==== Data provided ====

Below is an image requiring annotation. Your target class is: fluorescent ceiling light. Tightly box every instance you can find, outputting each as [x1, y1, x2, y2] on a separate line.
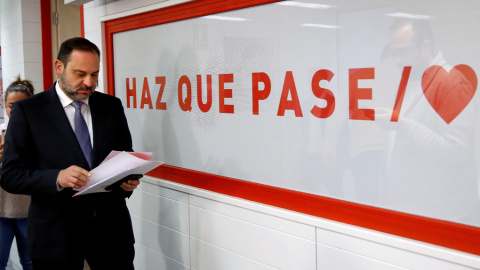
[278, 1, 333, 9]
[387, 12, 432, 20]
[302, 23, 340, 29]
[202, 15, 247, 22]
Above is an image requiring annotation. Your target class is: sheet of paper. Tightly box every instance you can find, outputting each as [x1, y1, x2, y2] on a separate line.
[73, 151, 163, 196]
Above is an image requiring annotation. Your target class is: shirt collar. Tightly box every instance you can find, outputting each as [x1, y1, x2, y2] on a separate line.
[55, 80, 90, 108]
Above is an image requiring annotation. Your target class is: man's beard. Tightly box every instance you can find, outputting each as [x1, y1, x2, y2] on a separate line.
[60, 72, 96, 101]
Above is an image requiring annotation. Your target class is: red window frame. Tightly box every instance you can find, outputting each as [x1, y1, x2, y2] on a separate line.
[104, 0, 480, 255]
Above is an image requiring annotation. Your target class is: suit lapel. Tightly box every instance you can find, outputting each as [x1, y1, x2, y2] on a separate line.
[88, 92, 106, 166]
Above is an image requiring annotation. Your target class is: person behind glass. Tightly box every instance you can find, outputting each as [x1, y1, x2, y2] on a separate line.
[0, 76, 34, 270]
[1, 38, 140, 270]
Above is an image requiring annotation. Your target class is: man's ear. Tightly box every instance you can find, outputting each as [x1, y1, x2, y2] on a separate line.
[55, 59, 65, 76]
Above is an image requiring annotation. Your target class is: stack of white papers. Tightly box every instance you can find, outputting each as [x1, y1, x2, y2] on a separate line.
[73, 151, 163, 197]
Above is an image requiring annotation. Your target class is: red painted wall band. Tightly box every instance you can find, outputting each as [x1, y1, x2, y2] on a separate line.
[105, 0, 480, 255]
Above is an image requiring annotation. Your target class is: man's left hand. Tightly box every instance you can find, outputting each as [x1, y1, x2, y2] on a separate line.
[120, 180, 140, 191]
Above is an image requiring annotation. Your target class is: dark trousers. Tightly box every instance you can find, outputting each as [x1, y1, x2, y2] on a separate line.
[32, 244, 135, 270]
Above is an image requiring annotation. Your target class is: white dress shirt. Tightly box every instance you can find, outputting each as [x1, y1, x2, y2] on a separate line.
[55, 81, 93, 148]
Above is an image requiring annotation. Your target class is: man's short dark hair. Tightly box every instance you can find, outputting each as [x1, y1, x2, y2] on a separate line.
[57, 37, 100, 66]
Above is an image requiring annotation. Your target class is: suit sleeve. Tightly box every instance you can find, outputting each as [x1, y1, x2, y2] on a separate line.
[0, 103, 60, 196]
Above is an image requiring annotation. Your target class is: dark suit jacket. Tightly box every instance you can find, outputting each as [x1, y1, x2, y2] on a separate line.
[1, 86, 134, 260]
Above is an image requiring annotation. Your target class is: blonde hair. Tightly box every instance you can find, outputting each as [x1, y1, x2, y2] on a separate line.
[5, 75, 34, 102]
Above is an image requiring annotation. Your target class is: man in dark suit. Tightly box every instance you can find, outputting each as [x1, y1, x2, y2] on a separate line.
[1, 38, 139, 270]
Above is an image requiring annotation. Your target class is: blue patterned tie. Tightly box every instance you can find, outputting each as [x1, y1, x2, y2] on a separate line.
[71, 101, 92, 168]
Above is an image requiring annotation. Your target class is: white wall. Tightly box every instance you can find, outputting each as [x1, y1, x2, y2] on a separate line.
[128, 177, 480, 270]
[0, 0, 43, 95]
[84, 0, 480, 270]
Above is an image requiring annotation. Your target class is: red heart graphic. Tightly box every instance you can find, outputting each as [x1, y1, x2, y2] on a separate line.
[422, 65, 477, 124]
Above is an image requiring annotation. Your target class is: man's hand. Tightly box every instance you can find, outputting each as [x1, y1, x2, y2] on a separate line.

====

Task instructions - Revise the entire listing above so that every occurrence of "target class" reads "object category", with all other text left unchanged. Omit the pictures from your answer.

Written answer -
Below is an image requiring annotation. Your object category is: fluorescent ceiling light. Tightly box every instance you can find, outputting each as [x1, y1, x2, y2] on a separate line.
[278, 1, 333, 9]
[387, 12, 432, 20]
[302, 23, 340, 29]
[202, 15, 247, 22]
Above is an image requiring annotation. Your object category is: sheet of paper. Tightly box every instance you can find, outputting each as [x1, y1, x2, y2] on a separate line.
[73, 151, 163, 196]
Above is an image requiring annotation. Your object category is: shirt collar. Tightly box every instance you can find, outputting each as [x1, y1, x2, y2] on a separate line.
[55, 80, 90, 108]
Above is an image requiring annotation. Your object category is: man's beard. Tightly box every instance you can find, outputting each as [x1, y1, x2, y2] on a separate line.
[60, 72, 96, 101]
Above is an image requiring annotation. Your object category is: red window frame. Tightly box every instance you can find, outputting each as [x1, y1, x2, y2] on a separate line.
[104, 0, 480, 255]
Above is an image requiring annotation. Your object category is: suit lapel. Tightly box every instance you can find, outputting each as [x1, y1, x2, y2] on a separate line.
[88, 92, 106, 166]
Above is an image requiring annotation. Your object category is: person behind glass. Tightly box every instance you can find, outputting each as [x1, y1, x2, y2] on a separate line.
[0, 76, 34, 270]
[1, 38, 140, 270]
Above is an image requiring annotation. Your object category is: man's ear. Tightly box every instance you can find, outputting each as [x1, y1, x2, y2] on a separate line.
[55, 59, 65, 76]
Above is an image requiring annotation. Your object category is: stack of white papers. Tightly box every instance you can find, outputting each as [x1, y1, x2, y2] on a separate line.
[73, 151, 163, 197]
Above is an image requiring annotation. Your object category is: red painted wall band. Tightly box every instance you can find, outputting each as [x1, y1, x2, y2] on a separate line.
[105, 0, 480, 255]
Above is an image requiring annotation. Your object category is: man's left hand. Tightly box every instance you can find, outputting each as [x1, y1, x2, y2] on a separate line.
[120, 180, 140, 191]
Above is an image requiring annotation. Your object category is: dark trousers. Tightly box every instance you can find, outputting each as [x1, y1, x2, y2] on a separate line.
[32, 244, 135, 270]
Above is an image requiring annotation. Your object category is: white dress shirt. Tightly box every instance you can find, outputting each as [x1, y1, x2, y2] on a separate line.
[55, 81, 93, 148]
Above is an image requiring annotation. Your object category is: man's short dark hair. Tightly box every instance you can find, outputting each as [x1, y1, x2, y2] on a separate line.
[57, 37, 100, 66]
Above is an image requiring annotation. Your object category is: suit sleeve. Tightly box every instance you can find, outputting each as [x1, y1, x2, y2] on a separate line.
[0, 103, 60, 196]
Above is an image requiring annotation. Your object category is: dark suit jacket. Tightly box every instance you can find, outputting each as [x1, y1, x2, y2] on a separate line.
[1, 86, 134, 260]
Above is an image requiring annotation. Your object category is: blonde hair. Tightly box every instance you can find, outputting each as [x1, y1, x2, y2] on a separate line.
[5, 75, 34, 102]
Above is an image requiring annotation. Your object category is: man in dark suit. Tightly box every instance you can find, outputting each as [x1, y1, x2, y2] on a separate line.
[1, 38, 139, 270]
Above is an image requiring annotation. Your object category is: blue patterned tie. Tightly box every instance you can find, outputting each as [x1, y1, x2, y2] on a separate line.
[71, 101, 92, 168]
Above is an image requiring annotation. Your object category is: white wall. Tightly box every instance you can find, outputting each as [x1, y1, x2, y2] on a separate line.
[128, 177, 480, 270]
[0, 0, 43, 95]
[84, 0, 480, 270]
Above is an image requiring annotation. Your object category is: red heart graphic. Tightly box every instance you can find, outputting each as [x1, y1, x2, y2] on a separate line.
[422, 65, 477, 124]
Above is an image requiring annotation. Your object category is: man's hand. Tightly box every instance you can find, outputting each as [x1, y1, x2, y2] on a separate line.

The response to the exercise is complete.